What we've heard in our hospital ward survey so far

We are running a survey to find out how friends and relatives have found contacting loved ones in hospital.
Two men talking in a hospital reception

Due to COVID-19 measures in hospitals, temporary visitor restrictions are in place across England which limit who can visit hospital wards, when, and for how long. Through our survey, we’re asking local people how they’ve found speaking to friends and relatives and getting updates from staff.

As we continue to receive responses to the survey, this article shares what people have told us so far.

Lack of access to updates and information

Many people have told us about their frustration at not being able to get regular updates about the condition of their friends and relatives. People have told us that calls to ward phones are rarely answered. When relatives do manage to speak to a member of staff, information is often not forthcoming.


As one respondent put it, “I found it very difficult to find out what was happening.” Another respondent told us, “the phone just rang and rang,” while another said “it was frustrating not being able to get through.”


Several respondents have told us about the emotional difficulty of this. They told us that it was stressful not to know about the condition of the friend or relative. One person told us that trying to get through to the ward without a response made them “very worried as I didn’t have a clue what was happening.”


Contacting friends and relatives directly

Some respondents told us that the only way to receive updates was to contact their friend or relative directly using their mobile phone. They told us that this was their only method of regular communication, and the only way they could find out about the treatment and condition of their friend or relative.


While this contact was welcomed, respondents told us that only being able to receive updates through their relative in hospital presented its own problems. Patients themselves cannot give the same level of information to loved ones as medical staff. They also might not be aware of the entire situation, or not be in a state to provide adequate updates.


One respondent told us their relative in hospital “was able to give a rough idea of what treatment he had.” However, they also told us, “he didn’t have a clue” what ward he was on or where in the hospital he was. Friends and relatives could be left in a position where they have been given a false idea of the situation or left without certain key pieces of information.


Pressure on staff

Many respondents told us they recognised how busy staff were. Some respondents praised hospital staff and told us that when they did manage to speak to them their interactions were very positive and useful. One person told us, “the few staff I did speak to were very polite and friendly.” Another told us “our experience was very positive… care at the hospital was excellent.”

------------------------------------------------

**Work instruction A**
Retype the survey article word for word, starting at "While this contact" and ending after "pieces of information.".
**Work instruction B**
Answer these questions from the survey article:
(i) What have people said about calls to ward phones?
(ii) What did some respondents say was the only way to receive updates?
(iii) How did one person describe the few staff they did speak to?

**Data extract**
------------------------------------------------

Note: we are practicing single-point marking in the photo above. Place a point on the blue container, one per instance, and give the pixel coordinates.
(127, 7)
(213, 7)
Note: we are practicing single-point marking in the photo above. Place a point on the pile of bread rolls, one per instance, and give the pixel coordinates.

------------------------------------------------

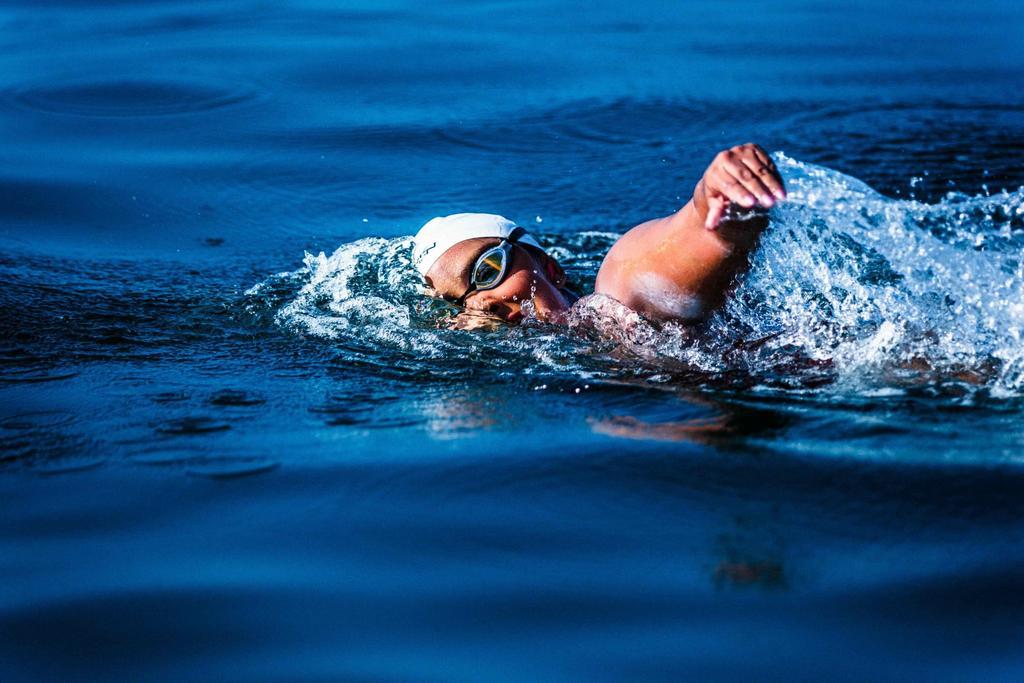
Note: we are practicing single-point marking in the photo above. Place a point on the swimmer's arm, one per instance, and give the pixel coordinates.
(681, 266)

------------------------------------------------

**Final answer A**
While this contact was welcomed, respondents told us that only being able to receive updates through their relative in hospital presented its own problems. Patients themselves cannot give the same level of information to loved ones as medical staff. They also might not be aware of the entire situation, or not be in a state to provide adequate updates.


One respondent told us their relative in hospital “was able to give a rough idea of what treatment he had.” However, they also told us, “he didn’t have a clue” what ward he was on or where in the hospital he was. Friends and relatives could be left in a position where they have been given a false idea of the situation or left without certain key pieces of information.

**Final answer B**
(i) Calls to ward phones are rarely answered.
(ii) Contacting their friend or relative directly using their mobile phone.
(iii) As "very polite and friendly."